TEXT TO READ:

[start]

Earlier this week, Britney Spears gave emotional testimony suggesting that her controversial conservatorship is even worse than we imagined. Her 23-minute statement alleged that, over the past 13 years, she’s been forced to perform when she didn’t want to, made to take lithium against her will, and prohibited from removing her IUD at the behest of her lawyers and father. Her statement vindicated the #FreeBritney movement and ignited questions about the 39-year-old singer’s lack of autonomy for more than a decade. Among those called into question was her court-appointed attorney, Samuel D. Ingham III, who drew public criticism about whether he had been acting in Spears’s best interest throughout the case.
“I didn’t know I could petition the conservatorship to be ended,” Spears said during the hearing, per the New York Times. “I’m sorry for my ignorance, but I honestly didn’t know that.” She added, “My attorney says I can’t — it’s not good, I can’t let the public know anything they did to me.” Her testimony and comments about her attorney in particular highlight, as the Times aptly described, the “inherent conflicts that exist in a conservatorship system in which Ms. Spears has been forced to pay a lawyer she did not choose for herself.” Ingham was assigned to Spears in 2008, after a judge deemed her incapable of hiring her own representation. She said in her testimony Wednesday that she would like to be able to hire her own lawyer.
Spears’s lack of awareness about the possibility of ending her conservatorship is particularly concerning, given the amount of money she’s paid for Ingham’s representation. The Times reports that Ingham is paid a whopping $475 an hour, and in 2019, made $373,000 for his work on Spears’s case alone. Since 2008, Ingham has made nearly $3 million for his work with the pop star. Under her conservatorship, she also has to pay the legal fees of her conservators’ counsel, including lawyers for her father, Jamie Spears.

[end]

RECORD EXCERPTS:
[start]

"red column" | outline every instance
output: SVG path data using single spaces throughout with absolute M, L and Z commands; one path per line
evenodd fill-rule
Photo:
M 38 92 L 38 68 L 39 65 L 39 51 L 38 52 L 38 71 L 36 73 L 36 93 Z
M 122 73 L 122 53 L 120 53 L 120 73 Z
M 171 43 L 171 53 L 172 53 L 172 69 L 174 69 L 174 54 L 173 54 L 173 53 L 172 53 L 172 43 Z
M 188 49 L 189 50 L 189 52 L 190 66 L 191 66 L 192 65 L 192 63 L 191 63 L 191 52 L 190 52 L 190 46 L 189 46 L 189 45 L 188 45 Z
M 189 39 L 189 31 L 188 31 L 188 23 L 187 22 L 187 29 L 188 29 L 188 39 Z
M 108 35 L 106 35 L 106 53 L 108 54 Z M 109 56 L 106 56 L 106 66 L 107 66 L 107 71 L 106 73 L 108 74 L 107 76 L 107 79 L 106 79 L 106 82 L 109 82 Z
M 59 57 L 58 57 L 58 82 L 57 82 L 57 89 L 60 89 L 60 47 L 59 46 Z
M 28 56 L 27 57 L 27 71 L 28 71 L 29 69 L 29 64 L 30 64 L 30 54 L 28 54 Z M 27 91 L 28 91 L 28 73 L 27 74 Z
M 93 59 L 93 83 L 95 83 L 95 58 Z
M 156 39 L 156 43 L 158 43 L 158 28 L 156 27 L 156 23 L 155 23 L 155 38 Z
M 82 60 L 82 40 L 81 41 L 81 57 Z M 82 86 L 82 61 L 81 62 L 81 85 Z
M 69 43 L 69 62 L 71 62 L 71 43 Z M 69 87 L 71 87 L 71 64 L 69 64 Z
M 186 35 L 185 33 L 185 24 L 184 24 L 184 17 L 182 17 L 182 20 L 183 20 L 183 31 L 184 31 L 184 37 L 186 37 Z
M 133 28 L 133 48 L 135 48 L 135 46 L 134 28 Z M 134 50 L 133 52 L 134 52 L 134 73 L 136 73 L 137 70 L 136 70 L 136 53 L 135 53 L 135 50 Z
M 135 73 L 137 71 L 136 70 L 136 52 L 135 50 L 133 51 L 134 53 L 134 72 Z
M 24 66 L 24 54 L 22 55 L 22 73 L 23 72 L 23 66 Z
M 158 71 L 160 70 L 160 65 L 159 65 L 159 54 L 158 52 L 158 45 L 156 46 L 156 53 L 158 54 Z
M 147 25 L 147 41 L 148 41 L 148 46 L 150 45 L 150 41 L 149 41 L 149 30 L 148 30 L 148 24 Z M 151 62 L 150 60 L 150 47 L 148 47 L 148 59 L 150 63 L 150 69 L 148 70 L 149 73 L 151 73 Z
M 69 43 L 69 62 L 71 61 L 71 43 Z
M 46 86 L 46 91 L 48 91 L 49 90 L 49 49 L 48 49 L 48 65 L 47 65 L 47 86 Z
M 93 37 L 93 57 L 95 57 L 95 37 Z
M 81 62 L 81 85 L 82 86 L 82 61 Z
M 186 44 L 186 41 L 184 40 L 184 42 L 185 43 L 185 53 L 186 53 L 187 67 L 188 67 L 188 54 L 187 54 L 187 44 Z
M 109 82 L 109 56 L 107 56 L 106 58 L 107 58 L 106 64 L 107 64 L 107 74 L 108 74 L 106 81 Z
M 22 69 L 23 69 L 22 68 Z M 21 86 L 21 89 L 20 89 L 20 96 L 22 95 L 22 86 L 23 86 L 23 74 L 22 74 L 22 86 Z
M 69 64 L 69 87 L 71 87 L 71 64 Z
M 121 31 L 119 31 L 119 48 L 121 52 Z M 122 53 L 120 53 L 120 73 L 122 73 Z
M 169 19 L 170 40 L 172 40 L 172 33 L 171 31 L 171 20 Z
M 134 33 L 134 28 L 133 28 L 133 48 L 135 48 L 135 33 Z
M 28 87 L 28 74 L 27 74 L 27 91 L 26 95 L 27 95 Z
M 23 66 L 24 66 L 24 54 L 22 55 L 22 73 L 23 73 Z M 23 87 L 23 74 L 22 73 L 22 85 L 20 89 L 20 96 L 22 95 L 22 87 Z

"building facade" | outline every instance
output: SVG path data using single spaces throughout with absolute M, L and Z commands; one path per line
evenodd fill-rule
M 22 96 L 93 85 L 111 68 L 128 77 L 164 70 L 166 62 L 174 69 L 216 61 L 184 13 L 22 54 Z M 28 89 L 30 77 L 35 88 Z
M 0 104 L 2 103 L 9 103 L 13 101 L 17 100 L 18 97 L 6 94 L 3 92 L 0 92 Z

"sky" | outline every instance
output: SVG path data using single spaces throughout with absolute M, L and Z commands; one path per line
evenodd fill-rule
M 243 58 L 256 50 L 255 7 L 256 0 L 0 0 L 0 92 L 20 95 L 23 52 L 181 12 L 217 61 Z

[end]

WRITTEN EXERCISE: Write out the part of the conservatorship article that begins at the words "Earlier this week, Britney" and ends after "throughout the case.", word for word. The records have no connection to the conservatorship article.

FINAL ANSWER:
Earlier this week, Britney Spears gave emotional testimony suggesting that her controversial conservatorship is even worse than we imagined. Her 23-minute statement alleged that, over the past 13 years, she’s been forced to perform when she didn’t want to, made to take lithium against her will, and prohibited from removing her IUD at the behest of her lawyers and father. Her statement vindicated the #FreeBritney movement and ignited questions about the 39-year-old singer’s lack of autonomy for more than a decade. Among those called into question was her court-appointed attorney, Samuel D. Ingham III, who drew public criticism about whether he had been acting in Spears’s best interest throughout the case.